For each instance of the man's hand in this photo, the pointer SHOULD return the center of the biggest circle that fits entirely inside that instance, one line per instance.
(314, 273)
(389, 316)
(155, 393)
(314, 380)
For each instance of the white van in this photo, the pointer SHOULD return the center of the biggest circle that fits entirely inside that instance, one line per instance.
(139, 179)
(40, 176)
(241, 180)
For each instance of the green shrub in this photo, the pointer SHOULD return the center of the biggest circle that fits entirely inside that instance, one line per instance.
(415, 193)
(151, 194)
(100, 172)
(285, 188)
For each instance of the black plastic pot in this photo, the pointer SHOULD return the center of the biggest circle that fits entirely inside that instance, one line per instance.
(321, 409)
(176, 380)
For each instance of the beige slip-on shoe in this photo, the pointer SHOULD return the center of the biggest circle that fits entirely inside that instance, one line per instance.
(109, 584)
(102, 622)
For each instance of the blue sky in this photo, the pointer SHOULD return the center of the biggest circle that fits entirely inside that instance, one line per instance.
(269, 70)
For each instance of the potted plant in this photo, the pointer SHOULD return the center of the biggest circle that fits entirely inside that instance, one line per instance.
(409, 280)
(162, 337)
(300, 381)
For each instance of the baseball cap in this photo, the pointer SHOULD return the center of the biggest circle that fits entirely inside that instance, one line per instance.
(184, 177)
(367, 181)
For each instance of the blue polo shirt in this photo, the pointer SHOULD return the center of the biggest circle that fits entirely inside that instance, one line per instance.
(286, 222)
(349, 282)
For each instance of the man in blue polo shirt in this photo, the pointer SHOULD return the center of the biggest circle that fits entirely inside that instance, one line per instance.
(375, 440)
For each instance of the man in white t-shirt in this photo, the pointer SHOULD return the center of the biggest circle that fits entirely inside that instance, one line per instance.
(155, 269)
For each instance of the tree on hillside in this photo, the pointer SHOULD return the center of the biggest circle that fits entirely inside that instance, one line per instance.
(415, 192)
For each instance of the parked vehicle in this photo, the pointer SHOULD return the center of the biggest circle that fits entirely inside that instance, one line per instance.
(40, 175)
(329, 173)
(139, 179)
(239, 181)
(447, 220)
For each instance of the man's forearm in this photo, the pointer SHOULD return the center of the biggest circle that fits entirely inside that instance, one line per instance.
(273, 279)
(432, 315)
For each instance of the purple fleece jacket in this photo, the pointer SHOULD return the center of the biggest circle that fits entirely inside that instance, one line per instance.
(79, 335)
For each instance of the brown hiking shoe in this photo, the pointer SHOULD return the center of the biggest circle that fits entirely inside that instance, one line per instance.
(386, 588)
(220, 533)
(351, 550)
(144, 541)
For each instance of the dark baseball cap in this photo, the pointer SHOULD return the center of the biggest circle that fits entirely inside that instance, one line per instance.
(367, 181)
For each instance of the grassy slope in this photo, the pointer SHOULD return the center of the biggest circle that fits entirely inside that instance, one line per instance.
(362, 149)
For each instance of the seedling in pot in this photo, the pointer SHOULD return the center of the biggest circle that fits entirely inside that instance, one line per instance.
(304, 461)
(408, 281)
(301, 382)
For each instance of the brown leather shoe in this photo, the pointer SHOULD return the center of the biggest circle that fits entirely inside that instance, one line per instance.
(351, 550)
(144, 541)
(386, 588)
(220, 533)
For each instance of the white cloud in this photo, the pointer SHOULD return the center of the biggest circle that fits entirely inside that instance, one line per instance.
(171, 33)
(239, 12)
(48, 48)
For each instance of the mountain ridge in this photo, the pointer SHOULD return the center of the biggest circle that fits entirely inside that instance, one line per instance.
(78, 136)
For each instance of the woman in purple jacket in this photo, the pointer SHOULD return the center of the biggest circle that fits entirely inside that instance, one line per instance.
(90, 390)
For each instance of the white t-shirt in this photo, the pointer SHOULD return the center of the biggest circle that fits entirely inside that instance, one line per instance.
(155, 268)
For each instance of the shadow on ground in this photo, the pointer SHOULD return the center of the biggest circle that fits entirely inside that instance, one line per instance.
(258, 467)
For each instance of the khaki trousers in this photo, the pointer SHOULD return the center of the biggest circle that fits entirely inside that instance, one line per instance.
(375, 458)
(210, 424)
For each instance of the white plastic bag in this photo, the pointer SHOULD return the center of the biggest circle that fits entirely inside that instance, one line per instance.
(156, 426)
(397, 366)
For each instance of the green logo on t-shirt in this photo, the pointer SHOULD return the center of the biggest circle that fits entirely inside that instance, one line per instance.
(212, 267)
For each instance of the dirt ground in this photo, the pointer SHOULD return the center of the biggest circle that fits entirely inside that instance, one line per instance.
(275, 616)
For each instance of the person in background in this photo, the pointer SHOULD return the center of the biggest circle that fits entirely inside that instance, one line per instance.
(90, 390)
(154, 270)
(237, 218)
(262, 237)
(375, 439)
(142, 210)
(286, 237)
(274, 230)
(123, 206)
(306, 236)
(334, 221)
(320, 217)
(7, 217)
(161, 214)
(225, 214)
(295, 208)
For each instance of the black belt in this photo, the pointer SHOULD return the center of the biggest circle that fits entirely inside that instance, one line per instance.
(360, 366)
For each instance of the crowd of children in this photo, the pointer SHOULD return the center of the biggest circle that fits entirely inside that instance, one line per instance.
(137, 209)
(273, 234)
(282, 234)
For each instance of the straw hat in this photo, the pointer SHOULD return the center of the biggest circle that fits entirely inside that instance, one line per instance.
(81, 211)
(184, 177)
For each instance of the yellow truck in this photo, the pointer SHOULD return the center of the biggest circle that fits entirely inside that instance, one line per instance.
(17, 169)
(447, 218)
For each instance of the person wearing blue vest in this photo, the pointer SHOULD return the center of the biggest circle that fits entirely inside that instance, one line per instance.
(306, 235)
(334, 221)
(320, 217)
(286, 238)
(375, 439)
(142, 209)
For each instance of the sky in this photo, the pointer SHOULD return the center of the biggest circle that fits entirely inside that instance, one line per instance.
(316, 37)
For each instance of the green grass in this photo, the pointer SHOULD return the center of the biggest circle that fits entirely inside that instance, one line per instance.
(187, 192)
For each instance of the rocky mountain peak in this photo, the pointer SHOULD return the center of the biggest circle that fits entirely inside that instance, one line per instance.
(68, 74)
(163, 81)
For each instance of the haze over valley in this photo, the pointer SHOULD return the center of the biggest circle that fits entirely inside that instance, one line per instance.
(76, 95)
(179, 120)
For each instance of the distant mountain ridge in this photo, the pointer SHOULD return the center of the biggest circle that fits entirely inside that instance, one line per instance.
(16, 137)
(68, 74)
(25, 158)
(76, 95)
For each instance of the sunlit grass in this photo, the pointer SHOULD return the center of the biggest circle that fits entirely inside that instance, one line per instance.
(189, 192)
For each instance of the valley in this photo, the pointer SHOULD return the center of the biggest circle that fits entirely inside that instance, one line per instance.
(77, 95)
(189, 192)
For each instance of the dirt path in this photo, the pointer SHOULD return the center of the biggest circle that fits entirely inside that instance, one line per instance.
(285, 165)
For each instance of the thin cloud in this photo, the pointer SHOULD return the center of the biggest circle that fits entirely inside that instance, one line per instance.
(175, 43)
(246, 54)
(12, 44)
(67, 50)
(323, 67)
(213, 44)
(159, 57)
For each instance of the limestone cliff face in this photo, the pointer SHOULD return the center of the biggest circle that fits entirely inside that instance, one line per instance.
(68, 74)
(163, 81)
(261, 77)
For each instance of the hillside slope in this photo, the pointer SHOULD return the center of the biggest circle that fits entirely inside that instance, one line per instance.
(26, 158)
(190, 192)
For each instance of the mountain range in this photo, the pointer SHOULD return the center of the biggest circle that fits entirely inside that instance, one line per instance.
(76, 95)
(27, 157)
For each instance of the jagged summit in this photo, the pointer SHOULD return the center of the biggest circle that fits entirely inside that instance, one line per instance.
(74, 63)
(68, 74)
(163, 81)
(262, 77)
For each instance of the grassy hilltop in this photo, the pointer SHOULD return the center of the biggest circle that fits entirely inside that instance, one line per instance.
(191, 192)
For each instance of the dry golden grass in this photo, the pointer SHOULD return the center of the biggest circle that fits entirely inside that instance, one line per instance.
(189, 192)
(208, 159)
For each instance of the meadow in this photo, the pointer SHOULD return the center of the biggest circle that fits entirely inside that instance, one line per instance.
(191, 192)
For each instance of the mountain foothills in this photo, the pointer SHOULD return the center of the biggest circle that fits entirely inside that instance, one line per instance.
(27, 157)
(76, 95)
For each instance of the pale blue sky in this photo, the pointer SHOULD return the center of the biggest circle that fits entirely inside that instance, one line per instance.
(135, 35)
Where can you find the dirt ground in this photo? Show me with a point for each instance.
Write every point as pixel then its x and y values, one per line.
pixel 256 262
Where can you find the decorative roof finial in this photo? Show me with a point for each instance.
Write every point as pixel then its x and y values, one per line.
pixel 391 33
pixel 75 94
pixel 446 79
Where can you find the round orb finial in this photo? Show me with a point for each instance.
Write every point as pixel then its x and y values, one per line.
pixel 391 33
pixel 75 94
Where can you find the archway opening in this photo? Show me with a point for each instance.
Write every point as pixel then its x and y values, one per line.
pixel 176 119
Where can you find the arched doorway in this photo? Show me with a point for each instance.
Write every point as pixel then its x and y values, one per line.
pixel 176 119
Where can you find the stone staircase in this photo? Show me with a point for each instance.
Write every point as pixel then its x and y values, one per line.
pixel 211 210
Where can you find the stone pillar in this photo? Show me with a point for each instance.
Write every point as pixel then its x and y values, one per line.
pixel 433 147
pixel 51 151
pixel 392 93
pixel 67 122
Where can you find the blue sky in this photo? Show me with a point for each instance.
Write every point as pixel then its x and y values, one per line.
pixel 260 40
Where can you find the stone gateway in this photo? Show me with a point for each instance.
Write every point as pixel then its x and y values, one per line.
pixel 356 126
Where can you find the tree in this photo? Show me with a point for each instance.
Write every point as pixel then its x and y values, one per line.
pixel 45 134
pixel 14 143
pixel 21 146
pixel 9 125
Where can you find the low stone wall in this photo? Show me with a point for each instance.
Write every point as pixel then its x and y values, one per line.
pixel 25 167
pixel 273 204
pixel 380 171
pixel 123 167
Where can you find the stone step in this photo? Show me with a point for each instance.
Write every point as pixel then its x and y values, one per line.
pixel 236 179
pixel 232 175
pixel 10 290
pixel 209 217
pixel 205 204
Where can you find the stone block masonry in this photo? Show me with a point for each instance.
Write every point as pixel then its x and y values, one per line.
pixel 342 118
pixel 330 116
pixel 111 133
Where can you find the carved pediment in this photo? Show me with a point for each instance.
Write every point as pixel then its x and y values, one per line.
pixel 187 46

* [What is expected]: Scan the data above and copy each line containing the word "finial".

* [Answer space]:
Where can you find the decorative roof finial in this photo? Show me with a point for each instance.
Where can you find the round orb finial in this photo? Show me with a point for each instance.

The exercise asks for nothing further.